_DIRECTIVE_
From the line containing "Return the segmentation of every instance of the man" down to the last line of the records below, copy every line exactly. Leave out everything before it.
-- begin --
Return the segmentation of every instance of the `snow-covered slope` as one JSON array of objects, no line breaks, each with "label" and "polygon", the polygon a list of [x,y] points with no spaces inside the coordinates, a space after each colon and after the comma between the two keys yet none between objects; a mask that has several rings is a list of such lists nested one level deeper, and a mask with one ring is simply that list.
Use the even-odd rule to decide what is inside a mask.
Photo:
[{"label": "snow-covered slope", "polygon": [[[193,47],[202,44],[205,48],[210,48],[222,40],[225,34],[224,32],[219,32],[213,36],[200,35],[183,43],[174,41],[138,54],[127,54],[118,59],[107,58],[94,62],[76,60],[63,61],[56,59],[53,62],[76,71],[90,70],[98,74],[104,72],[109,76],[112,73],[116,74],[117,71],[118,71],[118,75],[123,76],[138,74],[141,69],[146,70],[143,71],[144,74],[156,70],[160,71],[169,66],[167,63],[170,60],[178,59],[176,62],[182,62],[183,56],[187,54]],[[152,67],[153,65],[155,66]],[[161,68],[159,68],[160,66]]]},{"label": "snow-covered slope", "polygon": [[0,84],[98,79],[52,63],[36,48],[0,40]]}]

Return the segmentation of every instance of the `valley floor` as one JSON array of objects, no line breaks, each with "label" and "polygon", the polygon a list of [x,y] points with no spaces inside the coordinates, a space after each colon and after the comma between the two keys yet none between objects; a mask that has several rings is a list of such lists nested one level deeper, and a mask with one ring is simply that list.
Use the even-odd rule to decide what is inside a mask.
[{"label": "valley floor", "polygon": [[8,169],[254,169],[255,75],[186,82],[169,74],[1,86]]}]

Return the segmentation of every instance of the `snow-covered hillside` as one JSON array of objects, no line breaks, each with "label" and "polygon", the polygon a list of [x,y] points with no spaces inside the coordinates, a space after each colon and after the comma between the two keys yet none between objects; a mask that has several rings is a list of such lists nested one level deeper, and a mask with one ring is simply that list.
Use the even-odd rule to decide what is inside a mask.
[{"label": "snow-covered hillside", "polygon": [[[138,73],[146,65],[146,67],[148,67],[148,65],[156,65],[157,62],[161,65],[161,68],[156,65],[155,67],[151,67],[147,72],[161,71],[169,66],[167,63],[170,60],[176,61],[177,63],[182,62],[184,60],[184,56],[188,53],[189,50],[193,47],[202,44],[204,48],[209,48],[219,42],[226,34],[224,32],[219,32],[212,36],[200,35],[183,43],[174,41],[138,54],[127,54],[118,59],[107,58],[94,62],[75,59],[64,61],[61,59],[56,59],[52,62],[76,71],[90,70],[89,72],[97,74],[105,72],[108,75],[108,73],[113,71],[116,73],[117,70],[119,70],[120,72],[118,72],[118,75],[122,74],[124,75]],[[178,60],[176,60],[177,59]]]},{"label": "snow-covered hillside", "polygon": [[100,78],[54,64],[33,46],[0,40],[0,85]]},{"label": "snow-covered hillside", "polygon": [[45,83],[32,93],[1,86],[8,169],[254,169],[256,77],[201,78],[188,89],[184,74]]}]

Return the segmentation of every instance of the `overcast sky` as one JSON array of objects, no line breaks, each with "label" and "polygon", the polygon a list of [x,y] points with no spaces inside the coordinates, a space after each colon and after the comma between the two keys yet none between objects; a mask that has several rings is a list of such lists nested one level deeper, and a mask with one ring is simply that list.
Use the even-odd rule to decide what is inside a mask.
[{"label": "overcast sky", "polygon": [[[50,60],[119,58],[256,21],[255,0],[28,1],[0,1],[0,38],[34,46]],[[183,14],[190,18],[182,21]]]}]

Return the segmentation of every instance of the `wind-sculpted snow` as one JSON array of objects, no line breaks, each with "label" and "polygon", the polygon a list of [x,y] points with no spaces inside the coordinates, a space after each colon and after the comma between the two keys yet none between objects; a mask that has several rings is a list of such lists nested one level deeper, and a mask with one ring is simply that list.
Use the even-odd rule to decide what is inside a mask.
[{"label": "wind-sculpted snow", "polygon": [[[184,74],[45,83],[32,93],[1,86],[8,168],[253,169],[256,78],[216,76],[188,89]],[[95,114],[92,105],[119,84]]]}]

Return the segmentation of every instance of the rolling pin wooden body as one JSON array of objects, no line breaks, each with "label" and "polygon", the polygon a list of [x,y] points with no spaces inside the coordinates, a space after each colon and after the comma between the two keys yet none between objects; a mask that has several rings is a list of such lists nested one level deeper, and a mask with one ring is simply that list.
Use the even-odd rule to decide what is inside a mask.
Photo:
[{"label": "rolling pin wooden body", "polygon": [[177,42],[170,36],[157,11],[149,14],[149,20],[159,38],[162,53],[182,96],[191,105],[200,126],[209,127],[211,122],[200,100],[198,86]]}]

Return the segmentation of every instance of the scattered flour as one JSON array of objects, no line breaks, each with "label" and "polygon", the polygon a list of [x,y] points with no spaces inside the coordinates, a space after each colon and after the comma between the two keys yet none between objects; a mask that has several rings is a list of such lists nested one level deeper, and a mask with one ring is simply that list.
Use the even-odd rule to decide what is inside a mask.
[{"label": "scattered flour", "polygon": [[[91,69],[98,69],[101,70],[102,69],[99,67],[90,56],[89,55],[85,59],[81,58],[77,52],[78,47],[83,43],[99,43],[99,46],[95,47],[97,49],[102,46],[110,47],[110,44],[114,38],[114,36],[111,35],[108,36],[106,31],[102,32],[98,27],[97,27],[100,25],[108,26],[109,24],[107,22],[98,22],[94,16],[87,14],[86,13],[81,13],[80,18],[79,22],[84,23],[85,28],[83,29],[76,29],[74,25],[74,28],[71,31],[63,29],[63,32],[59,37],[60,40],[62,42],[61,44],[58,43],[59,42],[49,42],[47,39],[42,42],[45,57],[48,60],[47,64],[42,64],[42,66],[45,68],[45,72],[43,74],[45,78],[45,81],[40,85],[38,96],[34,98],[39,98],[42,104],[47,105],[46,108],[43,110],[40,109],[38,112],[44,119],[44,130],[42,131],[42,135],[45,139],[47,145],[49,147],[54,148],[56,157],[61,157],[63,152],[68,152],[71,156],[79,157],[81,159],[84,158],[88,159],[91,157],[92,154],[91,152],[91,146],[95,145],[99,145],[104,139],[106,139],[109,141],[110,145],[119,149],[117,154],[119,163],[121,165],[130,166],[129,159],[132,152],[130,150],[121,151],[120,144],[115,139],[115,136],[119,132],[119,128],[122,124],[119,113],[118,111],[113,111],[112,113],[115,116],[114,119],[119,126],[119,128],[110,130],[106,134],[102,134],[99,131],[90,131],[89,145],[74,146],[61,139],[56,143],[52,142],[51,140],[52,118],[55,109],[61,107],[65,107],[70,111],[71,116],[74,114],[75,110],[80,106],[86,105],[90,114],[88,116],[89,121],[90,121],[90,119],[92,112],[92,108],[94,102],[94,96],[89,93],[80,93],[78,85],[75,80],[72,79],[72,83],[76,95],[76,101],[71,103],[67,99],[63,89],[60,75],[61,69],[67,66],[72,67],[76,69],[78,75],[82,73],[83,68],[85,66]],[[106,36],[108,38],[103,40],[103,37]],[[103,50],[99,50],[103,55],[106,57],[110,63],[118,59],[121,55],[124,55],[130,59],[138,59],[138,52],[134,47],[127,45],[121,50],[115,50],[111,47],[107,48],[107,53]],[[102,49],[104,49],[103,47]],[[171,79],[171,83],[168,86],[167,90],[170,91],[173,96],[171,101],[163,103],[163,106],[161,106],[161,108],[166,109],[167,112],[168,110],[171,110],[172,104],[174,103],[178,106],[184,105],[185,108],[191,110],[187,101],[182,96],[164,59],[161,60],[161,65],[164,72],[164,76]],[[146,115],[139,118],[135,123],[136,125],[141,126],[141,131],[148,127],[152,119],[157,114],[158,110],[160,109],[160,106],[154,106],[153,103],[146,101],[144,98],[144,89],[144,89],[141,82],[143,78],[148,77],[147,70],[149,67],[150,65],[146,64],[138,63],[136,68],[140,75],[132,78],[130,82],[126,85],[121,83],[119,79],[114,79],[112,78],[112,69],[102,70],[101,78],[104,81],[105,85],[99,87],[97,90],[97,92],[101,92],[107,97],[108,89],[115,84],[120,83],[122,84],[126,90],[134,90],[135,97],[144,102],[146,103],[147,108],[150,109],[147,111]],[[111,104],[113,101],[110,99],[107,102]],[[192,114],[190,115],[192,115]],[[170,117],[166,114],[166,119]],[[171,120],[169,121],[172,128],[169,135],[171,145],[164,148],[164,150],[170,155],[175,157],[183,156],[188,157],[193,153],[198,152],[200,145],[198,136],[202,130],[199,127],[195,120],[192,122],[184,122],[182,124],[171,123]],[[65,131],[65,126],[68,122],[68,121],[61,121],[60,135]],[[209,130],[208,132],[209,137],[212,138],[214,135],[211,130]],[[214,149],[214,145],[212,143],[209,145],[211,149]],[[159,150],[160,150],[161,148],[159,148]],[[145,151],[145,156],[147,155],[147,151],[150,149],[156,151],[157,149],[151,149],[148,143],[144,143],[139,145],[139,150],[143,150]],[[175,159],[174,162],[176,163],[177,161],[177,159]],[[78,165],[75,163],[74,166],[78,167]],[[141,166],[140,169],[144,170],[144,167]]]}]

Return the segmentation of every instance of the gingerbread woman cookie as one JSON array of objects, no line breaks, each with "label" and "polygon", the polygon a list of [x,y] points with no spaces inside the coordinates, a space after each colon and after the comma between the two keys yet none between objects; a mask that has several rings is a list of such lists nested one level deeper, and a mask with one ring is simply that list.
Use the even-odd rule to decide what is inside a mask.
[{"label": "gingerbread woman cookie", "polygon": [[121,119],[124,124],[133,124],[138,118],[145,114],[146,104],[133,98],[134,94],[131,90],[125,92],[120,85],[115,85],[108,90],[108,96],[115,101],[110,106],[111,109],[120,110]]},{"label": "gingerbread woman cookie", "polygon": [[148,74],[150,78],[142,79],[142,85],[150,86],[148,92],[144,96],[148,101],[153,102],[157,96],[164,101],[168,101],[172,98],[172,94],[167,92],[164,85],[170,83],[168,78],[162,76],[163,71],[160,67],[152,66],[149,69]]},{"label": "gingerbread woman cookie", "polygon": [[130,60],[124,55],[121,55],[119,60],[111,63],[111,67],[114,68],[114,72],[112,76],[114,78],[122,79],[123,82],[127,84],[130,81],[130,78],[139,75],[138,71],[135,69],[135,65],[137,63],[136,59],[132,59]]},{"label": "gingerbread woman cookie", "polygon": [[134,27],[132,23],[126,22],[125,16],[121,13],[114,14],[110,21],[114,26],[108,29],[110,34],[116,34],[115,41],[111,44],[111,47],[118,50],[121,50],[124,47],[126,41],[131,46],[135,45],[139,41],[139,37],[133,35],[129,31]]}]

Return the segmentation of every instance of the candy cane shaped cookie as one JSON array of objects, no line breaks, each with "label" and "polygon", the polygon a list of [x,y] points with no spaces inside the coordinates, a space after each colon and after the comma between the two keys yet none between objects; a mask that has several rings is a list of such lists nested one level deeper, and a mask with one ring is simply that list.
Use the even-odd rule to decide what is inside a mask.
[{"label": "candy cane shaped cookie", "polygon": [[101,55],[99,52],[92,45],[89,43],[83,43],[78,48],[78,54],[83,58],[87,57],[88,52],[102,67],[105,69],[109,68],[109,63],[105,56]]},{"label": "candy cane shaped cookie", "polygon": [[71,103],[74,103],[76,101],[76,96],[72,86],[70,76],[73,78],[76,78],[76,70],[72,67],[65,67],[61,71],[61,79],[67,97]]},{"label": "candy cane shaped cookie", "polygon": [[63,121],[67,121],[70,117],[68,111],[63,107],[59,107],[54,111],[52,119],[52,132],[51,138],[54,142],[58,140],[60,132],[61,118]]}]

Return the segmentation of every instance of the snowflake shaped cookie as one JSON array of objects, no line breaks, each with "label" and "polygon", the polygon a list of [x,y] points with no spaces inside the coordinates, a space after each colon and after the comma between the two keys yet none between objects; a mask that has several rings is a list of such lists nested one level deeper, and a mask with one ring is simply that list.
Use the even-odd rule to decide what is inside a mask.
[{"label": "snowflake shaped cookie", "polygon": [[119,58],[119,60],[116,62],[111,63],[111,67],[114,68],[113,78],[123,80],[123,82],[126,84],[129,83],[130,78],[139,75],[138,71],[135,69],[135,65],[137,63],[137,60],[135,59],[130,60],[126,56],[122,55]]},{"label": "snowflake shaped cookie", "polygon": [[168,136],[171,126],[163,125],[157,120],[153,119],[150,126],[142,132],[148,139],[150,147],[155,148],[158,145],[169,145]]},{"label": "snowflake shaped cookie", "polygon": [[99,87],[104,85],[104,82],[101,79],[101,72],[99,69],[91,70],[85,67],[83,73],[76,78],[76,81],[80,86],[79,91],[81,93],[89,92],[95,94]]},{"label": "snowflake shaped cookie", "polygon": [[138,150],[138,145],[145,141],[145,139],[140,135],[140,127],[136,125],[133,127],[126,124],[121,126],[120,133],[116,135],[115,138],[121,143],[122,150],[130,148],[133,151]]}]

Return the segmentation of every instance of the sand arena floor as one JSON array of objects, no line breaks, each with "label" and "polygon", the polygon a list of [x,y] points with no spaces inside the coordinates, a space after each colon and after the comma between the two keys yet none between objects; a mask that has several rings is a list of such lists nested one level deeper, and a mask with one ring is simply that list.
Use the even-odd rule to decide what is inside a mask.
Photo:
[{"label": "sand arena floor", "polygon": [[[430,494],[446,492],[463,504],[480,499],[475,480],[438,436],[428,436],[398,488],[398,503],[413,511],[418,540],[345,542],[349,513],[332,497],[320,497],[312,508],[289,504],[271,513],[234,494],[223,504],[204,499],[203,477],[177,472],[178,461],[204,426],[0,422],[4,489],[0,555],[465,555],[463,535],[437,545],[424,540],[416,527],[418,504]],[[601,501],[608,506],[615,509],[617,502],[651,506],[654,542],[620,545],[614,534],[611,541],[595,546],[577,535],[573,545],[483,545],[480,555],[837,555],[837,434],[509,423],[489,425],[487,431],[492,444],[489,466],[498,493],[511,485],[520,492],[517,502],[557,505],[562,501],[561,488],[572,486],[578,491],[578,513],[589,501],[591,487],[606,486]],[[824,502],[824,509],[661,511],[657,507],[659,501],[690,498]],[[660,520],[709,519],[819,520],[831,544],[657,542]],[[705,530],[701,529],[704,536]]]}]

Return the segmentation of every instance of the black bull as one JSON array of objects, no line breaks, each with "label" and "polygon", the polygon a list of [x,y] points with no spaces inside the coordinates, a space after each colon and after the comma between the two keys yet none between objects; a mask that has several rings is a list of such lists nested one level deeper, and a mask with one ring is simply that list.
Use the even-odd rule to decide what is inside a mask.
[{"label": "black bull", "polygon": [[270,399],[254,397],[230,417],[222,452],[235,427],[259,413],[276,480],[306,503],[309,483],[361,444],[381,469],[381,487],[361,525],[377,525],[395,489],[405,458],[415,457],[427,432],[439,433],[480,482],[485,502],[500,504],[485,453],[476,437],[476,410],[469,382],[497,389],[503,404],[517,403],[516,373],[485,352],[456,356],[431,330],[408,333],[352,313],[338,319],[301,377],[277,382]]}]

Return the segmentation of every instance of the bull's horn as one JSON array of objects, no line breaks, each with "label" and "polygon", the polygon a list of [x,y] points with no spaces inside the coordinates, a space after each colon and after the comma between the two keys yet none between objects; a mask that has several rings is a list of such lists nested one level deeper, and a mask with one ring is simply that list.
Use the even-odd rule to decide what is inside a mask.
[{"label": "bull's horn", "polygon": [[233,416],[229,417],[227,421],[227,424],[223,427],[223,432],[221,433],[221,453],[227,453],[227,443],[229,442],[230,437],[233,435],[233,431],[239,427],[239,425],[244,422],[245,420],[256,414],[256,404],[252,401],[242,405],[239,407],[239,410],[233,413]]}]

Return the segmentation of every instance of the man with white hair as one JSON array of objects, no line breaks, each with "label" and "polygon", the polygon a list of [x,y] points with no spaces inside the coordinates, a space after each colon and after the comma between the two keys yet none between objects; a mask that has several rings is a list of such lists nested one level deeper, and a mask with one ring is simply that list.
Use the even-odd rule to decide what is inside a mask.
-- end --
_RESPONSE TO THIS TASK_
Return the segmentation of every instance of the man with white hair as one JSON array of objects, no line breaks, each with "label" and "polygon", the polygon a list of [x,y] points with no spaces inside the coordinates, a space after each colon and after the comma between the two keys yet none between objects; a mask that has several rings is a list of such lists nested one level deeper, and a mask with one ring is simply that list.
Use the even-odd rule to decide what is inside a mask.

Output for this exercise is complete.